Source data:
======

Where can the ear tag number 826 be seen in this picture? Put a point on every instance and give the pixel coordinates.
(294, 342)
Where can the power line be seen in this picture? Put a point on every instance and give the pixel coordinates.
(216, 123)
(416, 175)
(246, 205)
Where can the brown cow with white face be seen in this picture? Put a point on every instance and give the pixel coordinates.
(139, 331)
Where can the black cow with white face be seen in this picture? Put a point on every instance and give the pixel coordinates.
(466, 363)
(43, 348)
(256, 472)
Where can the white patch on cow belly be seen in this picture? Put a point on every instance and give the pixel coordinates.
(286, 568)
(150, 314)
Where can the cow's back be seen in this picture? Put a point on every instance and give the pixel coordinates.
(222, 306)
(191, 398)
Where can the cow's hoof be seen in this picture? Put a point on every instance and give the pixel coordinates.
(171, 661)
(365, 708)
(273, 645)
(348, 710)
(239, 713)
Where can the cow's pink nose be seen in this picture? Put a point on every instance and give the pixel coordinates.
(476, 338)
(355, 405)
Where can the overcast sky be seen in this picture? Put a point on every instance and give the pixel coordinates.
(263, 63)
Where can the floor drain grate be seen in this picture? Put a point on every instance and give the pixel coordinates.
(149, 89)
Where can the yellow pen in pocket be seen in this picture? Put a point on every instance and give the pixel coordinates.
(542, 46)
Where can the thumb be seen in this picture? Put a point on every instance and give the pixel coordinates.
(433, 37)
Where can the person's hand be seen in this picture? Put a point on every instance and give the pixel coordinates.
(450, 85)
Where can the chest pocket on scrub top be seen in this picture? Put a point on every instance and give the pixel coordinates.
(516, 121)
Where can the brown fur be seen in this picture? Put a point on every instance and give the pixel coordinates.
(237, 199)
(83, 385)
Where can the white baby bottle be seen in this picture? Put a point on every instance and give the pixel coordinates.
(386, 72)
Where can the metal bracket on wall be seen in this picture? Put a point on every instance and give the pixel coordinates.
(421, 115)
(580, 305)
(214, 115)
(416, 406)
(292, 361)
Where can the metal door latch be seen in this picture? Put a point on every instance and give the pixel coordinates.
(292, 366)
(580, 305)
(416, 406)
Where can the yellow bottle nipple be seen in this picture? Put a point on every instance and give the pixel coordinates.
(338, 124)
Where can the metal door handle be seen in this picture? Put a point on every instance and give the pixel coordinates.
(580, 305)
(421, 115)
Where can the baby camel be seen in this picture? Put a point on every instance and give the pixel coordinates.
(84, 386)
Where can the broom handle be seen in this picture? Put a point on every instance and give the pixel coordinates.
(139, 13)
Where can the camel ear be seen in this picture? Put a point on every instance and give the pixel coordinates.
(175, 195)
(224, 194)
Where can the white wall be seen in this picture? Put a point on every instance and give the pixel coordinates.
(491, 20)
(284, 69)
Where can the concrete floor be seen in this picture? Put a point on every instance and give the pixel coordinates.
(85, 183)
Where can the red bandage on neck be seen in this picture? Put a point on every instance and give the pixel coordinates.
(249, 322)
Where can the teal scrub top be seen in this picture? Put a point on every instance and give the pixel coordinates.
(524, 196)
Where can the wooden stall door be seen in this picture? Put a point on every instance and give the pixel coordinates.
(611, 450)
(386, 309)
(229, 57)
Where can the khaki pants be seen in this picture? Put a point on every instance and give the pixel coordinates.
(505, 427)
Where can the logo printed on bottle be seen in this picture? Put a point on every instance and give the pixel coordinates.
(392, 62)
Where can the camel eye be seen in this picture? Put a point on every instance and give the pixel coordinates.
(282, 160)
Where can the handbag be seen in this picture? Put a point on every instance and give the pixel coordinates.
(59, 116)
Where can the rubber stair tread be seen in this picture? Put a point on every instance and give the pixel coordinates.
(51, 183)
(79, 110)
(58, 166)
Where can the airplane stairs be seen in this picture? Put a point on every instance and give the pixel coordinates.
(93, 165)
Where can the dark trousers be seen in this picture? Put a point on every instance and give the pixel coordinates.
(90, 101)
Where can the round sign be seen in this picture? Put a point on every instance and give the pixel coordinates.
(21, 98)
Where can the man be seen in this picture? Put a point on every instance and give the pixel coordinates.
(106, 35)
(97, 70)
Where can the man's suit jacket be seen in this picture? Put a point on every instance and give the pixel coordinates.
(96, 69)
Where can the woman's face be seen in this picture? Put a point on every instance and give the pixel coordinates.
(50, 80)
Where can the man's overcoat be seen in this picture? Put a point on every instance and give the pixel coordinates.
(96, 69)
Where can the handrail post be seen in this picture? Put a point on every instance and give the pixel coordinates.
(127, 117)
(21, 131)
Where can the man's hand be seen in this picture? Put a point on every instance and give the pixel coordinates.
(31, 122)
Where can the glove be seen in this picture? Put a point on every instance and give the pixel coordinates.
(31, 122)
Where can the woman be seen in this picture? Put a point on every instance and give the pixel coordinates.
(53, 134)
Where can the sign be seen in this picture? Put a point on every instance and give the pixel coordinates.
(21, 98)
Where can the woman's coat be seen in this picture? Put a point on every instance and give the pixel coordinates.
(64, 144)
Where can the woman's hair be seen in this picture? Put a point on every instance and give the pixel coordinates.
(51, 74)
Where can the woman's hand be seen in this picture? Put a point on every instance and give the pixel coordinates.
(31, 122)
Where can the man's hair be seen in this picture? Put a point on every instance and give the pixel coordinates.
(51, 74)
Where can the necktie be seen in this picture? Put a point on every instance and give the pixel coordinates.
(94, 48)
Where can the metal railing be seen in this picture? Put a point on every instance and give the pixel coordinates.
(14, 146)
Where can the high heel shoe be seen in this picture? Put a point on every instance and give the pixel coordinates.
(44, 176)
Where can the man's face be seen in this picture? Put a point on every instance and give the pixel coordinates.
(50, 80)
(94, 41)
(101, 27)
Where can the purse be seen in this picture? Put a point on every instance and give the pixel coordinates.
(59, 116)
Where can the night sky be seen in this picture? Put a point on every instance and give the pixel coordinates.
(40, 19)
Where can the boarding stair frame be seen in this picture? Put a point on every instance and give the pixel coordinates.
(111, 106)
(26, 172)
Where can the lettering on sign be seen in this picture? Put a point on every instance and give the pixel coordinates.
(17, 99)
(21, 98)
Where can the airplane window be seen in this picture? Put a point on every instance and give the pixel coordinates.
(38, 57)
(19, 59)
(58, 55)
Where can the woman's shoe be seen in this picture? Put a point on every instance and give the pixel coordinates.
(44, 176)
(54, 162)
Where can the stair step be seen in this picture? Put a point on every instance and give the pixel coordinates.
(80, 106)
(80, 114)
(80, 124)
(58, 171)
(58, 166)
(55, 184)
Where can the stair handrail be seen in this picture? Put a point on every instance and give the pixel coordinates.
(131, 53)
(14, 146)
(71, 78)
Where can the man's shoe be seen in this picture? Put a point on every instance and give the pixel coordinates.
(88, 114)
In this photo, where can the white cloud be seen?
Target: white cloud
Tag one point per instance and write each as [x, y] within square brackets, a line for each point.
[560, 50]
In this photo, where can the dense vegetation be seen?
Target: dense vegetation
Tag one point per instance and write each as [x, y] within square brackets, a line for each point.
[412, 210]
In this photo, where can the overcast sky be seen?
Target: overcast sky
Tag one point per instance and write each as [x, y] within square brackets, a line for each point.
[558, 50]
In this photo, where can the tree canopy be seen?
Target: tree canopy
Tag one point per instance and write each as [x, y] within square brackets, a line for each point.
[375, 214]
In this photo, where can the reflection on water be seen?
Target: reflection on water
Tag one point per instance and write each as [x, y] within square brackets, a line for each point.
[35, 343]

======

Exercise objective: The expected response is every record, reproduced word for word.

Solution to the problem:
Where can the ear tag number 826 be seen in this picture? Put a point on every instance and give the pixel coordinates.
(294, 342)
Where can the power line be seen in this picture? Put a point on every instance and give the pixel coordinates.
(216, 123)
(416, 175)
(246, 205)
Where can the brown cow with white face be seen in this picture? Put a point on every instance and give the pixel coordinates.
(139, 331)
Where can the black cow with white face be seen in this picture? Put a point on every instance and give the pixel coordinates.
(466, 363)
(43, 348)
(256, 472)
Where can the white patch on cow belly be seen in this picture? Put a point on every instance and give the pixel coordinates.
(286, 568)
(150, 314)
Where can the cow's back be seen in this picture? Put a point on every instance and give the pixel coordinates.
(222, 306)
(191, 398)
Where can the cow's hoof be seen in this picture? Put a point on every instance and give the pixel coordinates.
(171, 661)
(365, 708)
(273, 645)
(348, 710)
(239, 713)
Where can the cow's pink nose be seen in this picture? Put a point on every instance and give the pixel coordinates.
(476, 338)
(355, 405)
Where can the overcast sky be seen in this picture? Put a point on every instance and give the pixel coordinates.
(263, 63)
Where can the floor drain grate be seen in this picture? Put a point on every instance and give the pixel coordinates.
(149, 89)
Where can the yellow pen in pocket be seen in this picture? Put a point on every instance and give the pixel coordinates.
(542, 46)
Where can the thumb be seen in this picture? Put a point on every instance and give the pixel coordinates.
(433, 37)
Where can the person's hand be seen in this picture? Put a point on every instance and give the pixel coordinates.
(450, 85)
Where can the chest pocket on scrub top be seen in this picture? Put a point on every instance and give the pixel coordinates.
(516, 121)
Where can the brown fur be seen in this picture? Put a point on every instance and give the pixel coordinates.
(237, 199)
(83, 385)
Where can the white baby bottle be seen in this picture? Put a point on every instance and give the pixel coordinates.
(386, 72)
Where can the metal bracket on wall be seen in this picture? Put a point on every instance and give the pixel coordinates.
(421, 115)
(580, 305)
(214, 115)
(416, 406)
(292, 361)
Where can the metal door latch be seen in this picture? Put a point on every instance and give the pixel coordinates.
(292, 366)
(580, 305)
(416, 406)
Where can the yellow bottle nipple be seen in this picture? Put a point on every instance and give the pixel coordinates.
(338, 124)
Where can the metal door handle be seen in this picture? Put a point on every instance and give the pixel coordinates.
(580, 305)
(421, 115)
Where can the baby camel be seen in this picture? Put a point on every instance and give the pixel coordinates.
(84, 386)
Where can the broom handle be seen in this picture? Put a point on every instance and give the pixel coordinates.
(139, 13)
Where can the camel ear be seen in this picture? Put a point on every instance and give the pixel coordinates.
(175, 195)
(224, 194)
Where can the white wall be seen in this picture? Put a point on every instance and give the pixel coordinates.
(491, 20)
(284, 69)
Where can the concrete floor be seen in this picture? Put a point on every instance and give the pixel coordinates.
(85, 183)
Where can the red bandage on neck be seen in this picture? Put a point on every instance and give the pixel coordinates.
(249, 322)
Where can the teal scrub top be seen in this picture? Put a point on every instance and give the pixel coordinates.
(524, 196)
Where can the wooden stall door be seen in this picture? Put a point on every instance and give the pixel coordinates.
(611, 450)
(386, 309)
(229, 57)
Where can the khaki pants be seen in this picture? Put a point on every instance and give the pixel coordinates.
(505, 427)
Where can the logo printed on bottle be seen in this picture? Put a point on every instance and give the pixel coordinates.
(392, 62)
Where can the camel eye be seen in this picture? Put a point on every instance and give the pixel coordinates.
(282, 160)
Where can the handbag be seen in this picture? Put a point on every instance and give the pixel coordinates.
(59, 116)
Where can the rubber stair tread be seen in this picture? Put a point on every instance and give the pixel coordinates.
(51, 183)
(79, 110)
(58, 166)
Where can the airplane stairs be seen in this picture? Put a point on every instance and give the pixel coordinates.
(93, 165)
Where can the dark trousers be seen in this picture? Put a point on every instance and give the pixel coordinates.
(90, 101)
Where can the round sign be seen in this picture? Put a point on every instance and give the pixel coordinates.
(21, 98)
Where can the man be seen in this picture? Put a point on every instance and give the pixel coordinates.
(106, 35)
(97, 70)
Where can the man's suit jacket be seen in this picture? Put a point on every instance and give the pixel coordinates.
(96, 69)
Where can the woman's face be seen in this picture? Put a point on every instance and give the pixel coordinates.
(50, 80)
Where can the man's overcoat be seen in this picture? Put a point on every instance and give the pixel coordinates.
(96, 69)
Where can the handrail post be seen in this picture? Put a point on every instance and give the pixel coordinates.
(127, 117)
(21, 131)
Where can the man's hand be seen in this picture? Put a point on every instance and give the pixel coordinates.
(31, 122)
Where can the glove be seen in this picture? Put a point on every instance and give the pixel coordinates.
(31, 122)
Where can the woman be seen in this picture? Put a point on every instance and give the pixel coordinates.
(53, 134)
Where can the sign be seen in this picture? Put a point on every instance and give the pixel coordinates.
(21, 98)
Where can the woman's coat be seen in this picture? Put a point on every instance and give the pixel coordinates.
(64, 144)
Where can the woman's hair be seen in this picture? Put a point on every instance and give the pixel coordinates.
(51, 74)
Where can the woman's hand be seen in this picture? Put a point on every instance and give the pixel coordinates.
(31, 122)
Where can the man's hair be seen in this picture? Put a point on every instance and give the pixel coordinates.
(51, 74)
Where can the necktie be seen in this picture? Put a point on every instance and give the pixel coordinates.
(94, 48)
Where can the metal railing be seen in this picture? Put a point on every instance and give the pixel coordinates.
(14, 146)
Where can the high heel shoe be seen in this picture? Put a point on every instance and give the pixel coordinates.
(44, 176)
Where can the man's face be seen in this picture? Put a point on every instance and give the pixel coordinates.
(50, 80)
(94, 41)
(101, 27)
Where can the purse be seen in this picture? Put a point on every instance and give the pixel coordinates.
(59, 116)
Where can the night sky be seen in this picture? Put a point on every instance and give the pixel coordinates.
(40, 19)
Where can the boarding stair frame be seen in this picture? Put a point on every instance and give the pixel coordinates.
(111, 106)
(26, 172)
Where can the lettering on sign be seen in this picture? Put a point on every instance and give the pixel coordinates.
(17, 99)
(21, 98)
Where can the airplane window be seen in this picture? Put a point on every instance and give the pixel coordinates.
(38, 57)
(19, 59)
(58, 55)
Where can the woman's shoe be seen in this picture? Put a point on every instance and give the pixel coordinates.
(44, 176)
(54, 162)
Where can the stair step be seen in this picture? Put a point on every instance and give the pixel coordinates.
(80, 106)
(80, 114)
(80, 124)
(58, 171)
(58, 166)
(55, 184)
Where can the stair handrail be seen in this picture? Put a point on every instance and give the pixel coordinates.
(131, 53)
(14, 146)
(71, 78)
Where can the man's shoe be seen in this picture? Put a point on every instance and give the pixel coordinates.
(88, 114)
In this photo, where can the white cloud be seen?
Target: white cloud
Tag one point per instance and write each as [x, y] within square brackets, a line for each point.
[560, 50]
In this photo, where can the dense vegetation be seen?
Target: dense vegetation
Tag one point per instance and write each as [x, y] within square brackets, a line for each point.
[412, 210]
In this photo, where can the overcast sky be seen?
Target: overcast sky
Tag one point per instance and write each as [x, y] within square brackets, a line for each point.
[558, 50]
In this photo, where can the tree canopy be seen?
Target: tree canopy
Tag one point per instance and write each as [x, y] within square brackets, a line for each point.
[375, 214]
In this photo, where can the reflection on water be seen?
Target: reflection on water
Tag one point per instance and write each as [x, y] within square brackets, a line for each point.
[35, 343]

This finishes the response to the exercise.